▶ Record set
= = = =
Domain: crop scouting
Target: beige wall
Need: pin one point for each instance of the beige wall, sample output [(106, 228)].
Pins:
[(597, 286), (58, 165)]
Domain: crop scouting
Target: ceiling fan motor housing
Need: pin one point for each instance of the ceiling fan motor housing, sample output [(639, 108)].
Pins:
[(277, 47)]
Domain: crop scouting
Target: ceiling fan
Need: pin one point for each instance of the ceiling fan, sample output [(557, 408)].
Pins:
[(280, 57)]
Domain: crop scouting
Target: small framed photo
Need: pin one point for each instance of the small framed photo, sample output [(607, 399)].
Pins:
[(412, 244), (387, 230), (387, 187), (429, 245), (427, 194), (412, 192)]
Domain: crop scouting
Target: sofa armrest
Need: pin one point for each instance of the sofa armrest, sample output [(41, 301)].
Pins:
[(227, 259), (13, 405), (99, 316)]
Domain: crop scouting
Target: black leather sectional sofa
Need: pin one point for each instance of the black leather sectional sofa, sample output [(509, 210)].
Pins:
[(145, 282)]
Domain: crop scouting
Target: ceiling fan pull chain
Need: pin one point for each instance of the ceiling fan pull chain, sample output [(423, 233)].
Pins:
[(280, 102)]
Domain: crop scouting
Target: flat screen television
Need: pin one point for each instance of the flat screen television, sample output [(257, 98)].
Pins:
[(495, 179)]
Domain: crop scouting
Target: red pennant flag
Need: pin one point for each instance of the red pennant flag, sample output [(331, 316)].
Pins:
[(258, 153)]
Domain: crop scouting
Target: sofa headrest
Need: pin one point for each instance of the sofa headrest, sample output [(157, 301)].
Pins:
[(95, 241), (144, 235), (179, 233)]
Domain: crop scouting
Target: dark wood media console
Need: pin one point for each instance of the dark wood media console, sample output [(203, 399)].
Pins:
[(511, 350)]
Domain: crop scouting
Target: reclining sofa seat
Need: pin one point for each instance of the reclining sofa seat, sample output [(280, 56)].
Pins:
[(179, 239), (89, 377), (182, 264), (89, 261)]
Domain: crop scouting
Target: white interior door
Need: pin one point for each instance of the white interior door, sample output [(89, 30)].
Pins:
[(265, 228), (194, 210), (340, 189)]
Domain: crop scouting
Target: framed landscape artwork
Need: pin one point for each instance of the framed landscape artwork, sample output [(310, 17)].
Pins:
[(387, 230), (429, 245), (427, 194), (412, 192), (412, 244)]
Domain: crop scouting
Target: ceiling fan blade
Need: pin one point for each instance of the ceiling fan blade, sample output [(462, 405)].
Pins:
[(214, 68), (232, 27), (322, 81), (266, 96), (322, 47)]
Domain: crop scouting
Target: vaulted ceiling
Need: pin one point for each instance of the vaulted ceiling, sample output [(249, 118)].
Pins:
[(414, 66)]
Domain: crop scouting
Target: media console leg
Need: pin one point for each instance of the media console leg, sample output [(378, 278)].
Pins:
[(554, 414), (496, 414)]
= = = =
Look above for the line with "Target: red pennant flag" and the line with "Target: ceiling fan blade". Retype those two lines and every line between them exactly, adding nothing.

▶ Task result
Target: red pennant flag
Need: pin one point for each instance of the red pennant flag, sample output [(331, 316)].
Pins:
[(258, 153)]
Domain: crop scouting
Target: sofa headrest
Need: pin one point for each instance of the sofa headrest, sample output [(157, 301)].
Pins:
[(95, 241), (144, 235), (179, 233)]
Domain: crop scouting
Target: dark wood media console
Need: pin one point for each instance of the dark wood media console, sample output [(203, 399)].
Pins:
[(511, 350)]
Domain: crop scouting
Target: reclining sofa seat
Need: pin one point for each instance of the reclining sofa seat, sample output [(280, 56)].
Pins:
[(179, 239), (89, 377), (182, 264), (89, 261)]
Domain: crop scouting
Target: white interior door
Need: pin one point for each instance of the white interior door, sample output [(89, 30)].
Pins:
[(265, 228), (194, 210), (340, 189)]
Domain: crop scouting
Target: framed landscape artwork
Need: pin one point for each instance of the framed landscape artwork, sample output [(310, 17)].
Pins:
[(387, 230), (429, 245), (427, 194), (412, 192), (412, 244)]
Domain: crop scouting
Target: ceiling fan blade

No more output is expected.